# What the task requires
Write out, word for word, the stretch of the records below from their first line through the line containing "0, 284, 640, 480", including both ends.

Records from a dataset:
>> START
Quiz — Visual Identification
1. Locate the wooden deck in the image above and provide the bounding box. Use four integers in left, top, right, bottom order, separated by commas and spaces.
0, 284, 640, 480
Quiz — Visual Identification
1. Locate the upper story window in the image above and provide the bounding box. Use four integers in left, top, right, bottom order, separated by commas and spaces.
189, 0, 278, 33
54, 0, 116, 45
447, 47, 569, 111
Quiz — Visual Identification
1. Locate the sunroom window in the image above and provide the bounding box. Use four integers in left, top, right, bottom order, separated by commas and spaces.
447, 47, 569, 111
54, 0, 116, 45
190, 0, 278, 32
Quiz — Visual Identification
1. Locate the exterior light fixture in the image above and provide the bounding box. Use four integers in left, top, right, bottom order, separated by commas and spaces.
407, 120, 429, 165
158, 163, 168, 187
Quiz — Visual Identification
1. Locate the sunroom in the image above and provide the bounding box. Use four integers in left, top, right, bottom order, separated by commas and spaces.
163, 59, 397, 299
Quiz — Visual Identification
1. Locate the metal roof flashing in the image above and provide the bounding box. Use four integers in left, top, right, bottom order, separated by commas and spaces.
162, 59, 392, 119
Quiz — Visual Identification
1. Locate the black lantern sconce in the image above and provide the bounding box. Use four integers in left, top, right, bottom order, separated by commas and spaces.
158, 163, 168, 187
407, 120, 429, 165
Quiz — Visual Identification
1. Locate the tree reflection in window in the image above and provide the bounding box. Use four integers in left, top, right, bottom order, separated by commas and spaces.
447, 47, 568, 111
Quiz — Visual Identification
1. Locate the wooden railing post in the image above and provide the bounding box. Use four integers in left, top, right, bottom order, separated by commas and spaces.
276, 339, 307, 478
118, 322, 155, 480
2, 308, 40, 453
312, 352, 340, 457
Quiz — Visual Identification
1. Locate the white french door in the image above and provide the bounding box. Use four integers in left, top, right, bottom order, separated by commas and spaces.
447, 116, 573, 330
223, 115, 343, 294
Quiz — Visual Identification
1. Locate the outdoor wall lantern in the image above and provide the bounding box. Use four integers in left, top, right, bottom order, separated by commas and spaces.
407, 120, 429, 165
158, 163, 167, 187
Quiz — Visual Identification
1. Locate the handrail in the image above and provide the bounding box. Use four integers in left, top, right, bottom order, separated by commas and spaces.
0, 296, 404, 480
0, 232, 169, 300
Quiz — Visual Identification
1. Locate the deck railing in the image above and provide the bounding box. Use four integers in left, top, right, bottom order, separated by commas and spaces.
>> END
# Answer for this exercise
Quiz — Visual Identification
1. Locate the wooden deck in the image above and provide the bounding box. Use four integers in left, top, right, bottom order, separated by commas and spaces.
0, 284, 640, 480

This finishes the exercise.